Line by line, transcribe all of the entries exactly.

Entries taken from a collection

== == ==

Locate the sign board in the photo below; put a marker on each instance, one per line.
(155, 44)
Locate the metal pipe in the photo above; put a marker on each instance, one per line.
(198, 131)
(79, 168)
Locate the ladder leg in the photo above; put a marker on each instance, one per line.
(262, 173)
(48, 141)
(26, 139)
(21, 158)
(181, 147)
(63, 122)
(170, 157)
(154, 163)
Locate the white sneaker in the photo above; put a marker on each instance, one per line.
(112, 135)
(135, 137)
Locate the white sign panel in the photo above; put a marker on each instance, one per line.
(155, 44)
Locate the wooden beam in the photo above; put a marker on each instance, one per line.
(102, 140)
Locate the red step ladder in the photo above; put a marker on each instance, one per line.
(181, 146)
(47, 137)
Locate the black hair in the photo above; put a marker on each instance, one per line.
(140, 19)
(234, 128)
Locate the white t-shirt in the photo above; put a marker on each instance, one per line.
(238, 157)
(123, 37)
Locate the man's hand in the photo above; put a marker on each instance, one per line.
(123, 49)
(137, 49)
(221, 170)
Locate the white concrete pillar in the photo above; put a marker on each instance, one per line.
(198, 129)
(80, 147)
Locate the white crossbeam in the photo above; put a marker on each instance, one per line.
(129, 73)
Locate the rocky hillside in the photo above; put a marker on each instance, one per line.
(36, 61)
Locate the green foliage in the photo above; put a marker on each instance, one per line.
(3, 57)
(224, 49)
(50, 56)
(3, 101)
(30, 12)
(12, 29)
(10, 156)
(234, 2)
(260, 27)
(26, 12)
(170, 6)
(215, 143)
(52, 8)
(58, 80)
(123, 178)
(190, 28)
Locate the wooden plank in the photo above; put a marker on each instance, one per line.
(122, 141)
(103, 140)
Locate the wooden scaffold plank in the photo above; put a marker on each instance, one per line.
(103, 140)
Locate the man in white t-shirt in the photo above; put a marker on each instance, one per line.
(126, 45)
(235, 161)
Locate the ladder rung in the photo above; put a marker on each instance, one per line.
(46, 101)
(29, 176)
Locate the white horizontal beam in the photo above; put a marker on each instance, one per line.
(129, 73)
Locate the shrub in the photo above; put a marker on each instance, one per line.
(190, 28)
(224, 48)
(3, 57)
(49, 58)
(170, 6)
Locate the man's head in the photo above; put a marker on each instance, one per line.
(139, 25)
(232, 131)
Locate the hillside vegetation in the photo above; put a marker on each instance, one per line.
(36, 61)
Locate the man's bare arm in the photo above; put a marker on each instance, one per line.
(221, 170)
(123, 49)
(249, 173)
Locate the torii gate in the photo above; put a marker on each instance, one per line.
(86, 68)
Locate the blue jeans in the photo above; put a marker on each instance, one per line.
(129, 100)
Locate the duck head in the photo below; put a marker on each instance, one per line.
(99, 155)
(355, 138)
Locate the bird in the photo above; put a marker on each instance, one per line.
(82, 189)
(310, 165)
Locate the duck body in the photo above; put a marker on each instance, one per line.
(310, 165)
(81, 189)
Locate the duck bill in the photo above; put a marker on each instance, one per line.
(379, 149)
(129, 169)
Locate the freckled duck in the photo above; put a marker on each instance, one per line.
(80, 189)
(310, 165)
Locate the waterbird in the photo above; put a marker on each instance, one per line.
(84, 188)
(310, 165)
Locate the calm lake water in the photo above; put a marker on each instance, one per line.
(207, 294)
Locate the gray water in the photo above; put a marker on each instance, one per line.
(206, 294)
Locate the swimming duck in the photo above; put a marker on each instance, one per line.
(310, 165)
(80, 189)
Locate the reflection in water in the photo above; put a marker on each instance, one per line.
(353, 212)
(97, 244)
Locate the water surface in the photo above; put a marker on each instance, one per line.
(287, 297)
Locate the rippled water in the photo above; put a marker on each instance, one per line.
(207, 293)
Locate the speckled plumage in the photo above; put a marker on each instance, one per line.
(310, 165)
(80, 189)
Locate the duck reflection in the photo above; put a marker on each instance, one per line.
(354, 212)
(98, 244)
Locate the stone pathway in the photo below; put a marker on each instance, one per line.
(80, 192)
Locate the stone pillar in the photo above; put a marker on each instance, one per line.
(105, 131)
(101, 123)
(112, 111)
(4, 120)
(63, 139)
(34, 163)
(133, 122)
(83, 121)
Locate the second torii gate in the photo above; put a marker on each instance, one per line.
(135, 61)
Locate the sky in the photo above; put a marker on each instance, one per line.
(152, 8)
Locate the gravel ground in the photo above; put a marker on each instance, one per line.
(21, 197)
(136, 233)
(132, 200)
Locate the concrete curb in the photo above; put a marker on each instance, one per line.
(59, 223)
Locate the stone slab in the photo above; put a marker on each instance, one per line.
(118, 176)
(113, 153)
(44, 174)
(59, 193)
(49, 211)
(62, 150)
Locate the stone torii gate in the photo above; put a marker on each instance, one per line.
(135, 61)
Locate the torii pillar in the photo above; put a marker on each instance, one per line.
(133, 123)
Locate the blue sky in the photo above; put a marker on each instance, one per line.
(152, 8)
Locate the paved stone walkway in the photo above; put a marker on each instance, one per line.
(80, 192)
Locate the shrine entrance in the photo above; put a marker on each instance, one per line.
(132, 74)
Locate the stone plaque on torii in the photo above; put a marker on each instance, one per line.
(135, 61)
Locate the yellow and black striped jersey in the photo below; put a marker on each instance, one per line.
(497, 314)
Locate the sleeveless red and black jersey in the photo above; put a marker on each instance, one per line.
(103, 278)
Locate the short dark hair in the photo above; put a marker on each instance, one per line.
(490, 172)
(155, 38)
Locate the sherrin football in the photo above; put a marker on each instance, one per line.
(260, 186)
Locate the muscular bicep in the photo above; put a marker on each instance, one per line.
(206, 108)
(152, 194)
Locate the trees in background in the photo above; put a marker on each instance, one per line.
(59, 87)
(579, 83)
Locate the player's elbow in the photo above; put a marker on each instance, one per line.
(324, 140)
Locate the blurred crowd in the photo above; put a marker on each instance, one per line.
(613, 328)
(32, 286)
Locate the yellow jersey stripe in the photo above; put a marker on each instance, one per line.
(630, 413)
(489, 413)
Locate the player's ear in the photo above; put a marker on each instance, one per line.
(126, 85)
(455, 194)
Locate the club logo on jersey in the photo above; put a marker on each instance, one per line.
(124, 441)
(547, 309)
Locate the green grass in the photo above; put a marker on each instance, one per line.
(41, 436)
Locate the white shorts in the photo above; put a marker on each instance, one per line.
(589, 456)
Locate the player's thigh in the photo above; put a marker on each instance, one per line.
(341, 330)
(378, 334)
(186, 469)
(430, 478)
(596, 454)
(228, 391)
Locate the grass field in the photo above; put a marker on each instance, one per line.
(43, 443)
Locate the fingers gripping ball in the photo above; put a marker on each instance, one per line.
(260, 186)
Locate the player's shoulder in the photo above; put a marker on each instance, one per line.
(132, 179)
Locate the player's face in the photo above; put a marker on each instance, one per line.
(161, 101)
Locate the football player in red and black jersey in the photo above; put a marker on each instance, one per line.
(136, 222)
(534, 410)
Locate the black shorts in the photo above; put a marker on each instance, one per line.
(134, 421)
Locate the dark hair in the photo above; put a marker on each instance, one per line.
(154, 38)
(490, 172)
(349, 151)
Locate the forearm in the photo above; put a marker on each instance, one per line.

== == ==

YOUR SOLUTION —
Locate the sign board in the photo below; put a marker on each instance, one per line.
(155, 44)
Locate the metal pipe in the photo above; put a marker on each instance, one per line.
(198, 131)
(79, 168)
Locate the ladder leg in the photo above; put a marker on each instance, one per line.
(262, 173)
(48, 141)
(26, 139)
(21, 158)
(181, 147)
(63, 122)
(170, 157)
(154, 163)
Locate the white sneaker in the photo above; put a marker on each instance, one per line.
(112, 135)
(135, 137)
Locate the white sign panel in the photo above; put a marker on each instance, one per line.
(155, 44)
Locate the wooden beam in the photo above; put a marker on each instance, one per line.
(102, 140)
Locate the red step ladder in the photo above; put a marker on each instance, one per line.
(181, 146)
(47, 137)
Locate the black hair in the photo above; put a marker on each instance, one per line.
(140, 19)
(234, 128)
Locate the white t-shirt in the photo above; put a marker on each instance, one per line.
(238, 157)
(123, 37)
Locate the man's hand in the photo above; put a marker on each instance, one per line.
(123, 49)
(137, 49)
(221, 170)
Locate the white concrete pillar in the photo above; put a marker on each instance, one per line.
(198, 129)
(80, 147)
Locate the white crossbeam in the photo above; put a marker on each instance, one per line.
(129, 73)
Locate the rocky hillside in the photo above; put a marker on each instance, one per line.
(36, 61)
Locate the green foliage in the photo above; put a marker on each instance, one per line.
(3, 57)
(224, 49)
(50, 56)
(3, 101)
(30, 12)
(12, 29)
(10, 156)
(234, 2)
(260, 27)
(26, 12)
(170, 6)
(215, 143)
(52, 8)
(58, 80)
(123, 178)
(190, 28)
Locate the wooden plank in the photo above; put a marker on each instance, one per line.
(122, 141)
(103, 140)
Locate the wooden scaffold plank in the photo above; put a marker on each instance, one per line.
(103, 140)
Locate the man in white t-shirt in the photo above; put a marker on each instance, one per line.
(126, 45)
(235, 161)
Locate the ladder rung in the photo above; put a marker on each instance, one per line.
(46, 101)
(29, 176)
Locate the white horizontal beam in the photo above; put a marker on each instance, one per line.
(129, 73)
Locate the shrub in the photo above; put a marker on each instance, one per line.
(190, 28)
(224, 48)
(3, 57)
(49, 58)
(170, 6)
Locate the man's head in the photo above; put a marker on each instance, one per line.
(139, 25)
(232, 131)
Locate the hillside vegetation in the photo above; put a marker on each instance, one per line.
(36, 61)
Locate the man's bare arm in the photo above; put a marker on each instance, one per line.
(221, 170)
(123, 49)
(249, 173)
Locate the torii gate in the photo above; put a marker on each instance, one per line.
(86, 68)
Locate the blue jeans in the photo above; put a marker on each instance, one per line.
(129, 100)
Locate the duck head in the photo below; put a marker on each instance, one per line.
(99, 155)
(355, 138)
Locate the bird in the photo above; put a marker on each instance, one per line.
(82, 189)
(310, 165)
Locate the duck body in the photo above; put a marker on each instance, one per line.
(310, 165)
(81, 189)
Locate the duck bill in the photo above; put a marker on each instance, one per line.
(379, 149)
(129, 169)
Locate the freckled duck in the photo above; put a marker on each instance, one per line.
(80, 189)
(310, 165)
Locate the waterbird in the photo above; put a marker on each instance, one per line.
(84, 188)
(310, 165)
Locate the calm lake water in the photo above; put a marker on each instance, one per line.
(207, 294)
Locate the gray water in the photo above; put a marker on each instance, one per line.
(206, 294)
Locate the swimming duck in the photo above; put a marker on each instance, one per line.
(310, 165)
(80, 189)
Locate the reflection in water in the photo above; put a marker on each instance, one per line.
(353, 212)
(97, 244)
Locate the water surface in the photo above; put a marker on each instance, one per line.
(287, 297)
Locate the rippled water in the photo above; put a marker on each instance, one per line.
(207, 293)
Locate the speckled plumage in the photo above; put a marker on each instance, one per line.
(310, 165)
(80, 189)
Locate the duck reflection in the photo above; put a marker on each instance, one per line.
(354, 212)
(98, 244)
Locate the stone pathway in the photo below; put a marker on each instance, one per line.
(80, 192)
Locate the stone pillar in the photo above; put a marker on each instance, one per line.
(105, 131)
(101, 123)
(112, 111)
(4, 120)
(63, 139)
(34, 163)
(133, 122)
(83, 121)
Locate the second torii gate in the photo above; put a marker on each instance, one per line.
(135, 61)
Locate the sky in the photo above; put a marker on each instance, one per line.
(152, 8)
Locate the gravel ground in the photo above; put a marker on each instance, one per line.
(21, 197)
(136, 233)
(132, 200)
Locate the concrete curb in the photo above; put a marker on each instance, one per line.
(59, 223)
Locate the stone slab in the photo above; put a marker on each instance, one per line.
(118, 176)
(113, 153)
(44, 174)
(59, 193)
(49, 211)
(62, 150)
Locate the stone torii gate in the photo above; put a marker on each instance, one per line.
(135, 61)
Locate the torii pillar in the photo above; put a marker on each instance, one per line.
(133, 123)
Locate the blue sky in the photo above; put a marker on each instance, one per line.
(152, 8)
Locate the paved stone walkway in the photo above; put a marker on each instance, one per line.
(80, 192)
Locate the shrine entrance in the photo above; put a marker on each instance, one per line.
(132, 74)
Locate the stone plaque on torii in the photo above; put a marker on each instance, one per line.
(135, 61)
Locate the yellow and black striped jersey in the photo below; put a marker on each instance, one per line.
(497, 314)
Locate the sleeveless red and black jersey in the photo above; put a marker on each instance, one per line.
(103, 278)
Locate the short dark hair in the photo above; put a marker on each instance, one per line.
(490, 172)
(155, 38)
Locate the sherrin football in the photo above; put a marker on each instance, one per line.
(260, 186)
Locate the muscular bicep in the photo above; put a marker on each instance, one per line.
(206, 108)
(152, 194)
Locate the trees in background in the photo above; put a marker on each instance, one per line.
(59, 87)
(579, 83)
Locate the player's elbow in the photo above; put a marker on each instance, one per line.
(324, 140)
Locate the blurred crowd in the photo above; put a marker on each instance, one per line.
(613, 328)
(32, 286)
Locate the yellow jersey stripe in the photo above; put a marker on each instance, one per line.
(630, 413)
(489, 413)
Locate the player's ear in the photo above; put a marker on each instance, one per line.
(126, 85)
(455, 194)
Locate the club logo on jersey in the photo above; put a marker on each instance, one per line.
(124, 441)
(547, 309)
Locate the green grass in the photo above; put a marker on each instance, one per line.
(41, 436)
Locate the white shorts in the photo above; put a marker on each instance, one per line.
(589, 456)
Locate the player's thigh in the photo above; put a marker on each instance, one per line.
(341, 330)
(378, 334)
(186, 469)
(430, 478)
(596, 454)
(228, 391)
Locate the grass field in the photo above; put a marker on each instance, one per line.
(43, 443)
Locate the fingers gripping ball in the photo above; put a marker on each instance, one per line.
(260, 186)
Locate the player's shoulder in the photo above; put a marker on each instance, one per line.
(132, 179)
Locate the player's face in the photo above; put a marker on each instance, one per line.
(161, 101)
Locate the football player in red and black jersey in the photo above; put a marker on each instance, one per line.
(136, 222)
(534, 410)
Locate the black shorts in the photo above; put a marker on each instance, one per line.
(134, 421)
Locate the dark hair in the photo above; put a marker on each instance, one per line.
(154, 38)
(490, 172)
(349, 151)
Locate the forearm in the photo above; put a marker on each instance, one per line.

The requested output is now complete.